Reproduce each of the rows below word for word, keeping every line and its formatting unchanged.
== Source material
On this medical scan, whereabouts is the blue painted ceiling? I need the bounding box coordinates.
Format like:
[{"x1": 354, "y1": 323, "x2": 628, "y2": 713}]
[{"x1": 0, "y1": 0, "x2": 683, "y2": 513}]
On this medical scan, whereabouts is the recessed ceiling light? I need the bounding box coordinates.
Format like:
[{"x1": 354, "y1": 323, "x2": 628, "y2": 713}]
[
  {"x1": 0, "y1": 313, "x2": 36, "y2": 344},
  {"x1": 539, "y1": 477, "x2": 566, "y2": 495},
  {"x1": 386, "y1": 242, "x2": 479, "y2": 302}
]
====
• Correct output
On this medical scan, whereabouts is the blue painted ceiling? I need the bounding box coordinates.
Format like:
[{"x1": 354, "y1": 323, "x2": 628, "y2": 713}]
[{"x1": 0, "y1": 0, "x2": 683, "y2": 513}]
On this medical scan, whereabouts is the recessed ceiling light? I need the bounding box coordinates.
Format like:
[{"x1": 354, "y1": 323, "x2": 628, "y2": 713}]
[
  {"x1": 0, "y1": 313, "x2": 36, "y2": 344},
  {"x1": 539, "y1": 477, "x2": 566, "y2": 495},
  {"x1": 386, "y1": 242, "x2": 479, "y2": 302}
]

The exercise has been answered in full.